(Point localization data)
━━━
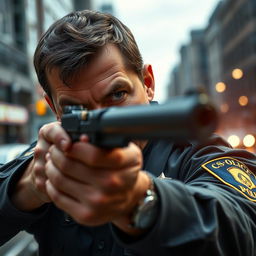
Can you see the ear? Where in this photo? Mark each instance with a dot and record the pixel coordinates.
(51, 105)
(149, 81)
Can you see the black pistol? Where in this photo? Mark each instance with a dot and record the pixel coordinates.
(182, 118)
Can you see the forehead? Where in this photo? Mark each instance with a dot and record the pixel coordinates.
(107, 62)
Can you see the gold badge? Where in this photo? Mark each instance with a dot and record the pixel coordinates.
(235, 174)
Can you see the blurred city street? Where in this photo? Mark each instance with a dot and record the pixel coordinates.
(217, 56)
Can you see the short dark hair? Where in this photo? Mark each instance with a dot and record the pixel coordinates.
(72, 41)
━━━
### Work item
Omitting the pictures, repeat all entries exactly.

### Answer to the exercise
Can you see the ear? Where in this photo? Mark each instance with a dot and record the pixel coordinates.
(51, 105)
(149, 81)
Can you see the black pistol? Where in this photo? Mark each instance with a dot and record the pixel coordinates.
(182, 118)
Can you see the forehead? Where in this photo? Mark each instance with a dot and record the pixel coordinates.
(107, 62)
Can you see the gold badge? Where in this photo? Mark each instance with a dot and record the pixel coordinates.
(235, 174)
Can you see the blurred city street? Where in this photo? Mark each instance with a dot and record the pixel coordinates.
(217, 56)
Can you see the short dark hair? Where in this photo? Mark each instance with a dot and record the pixel coordinates.
(72, 41)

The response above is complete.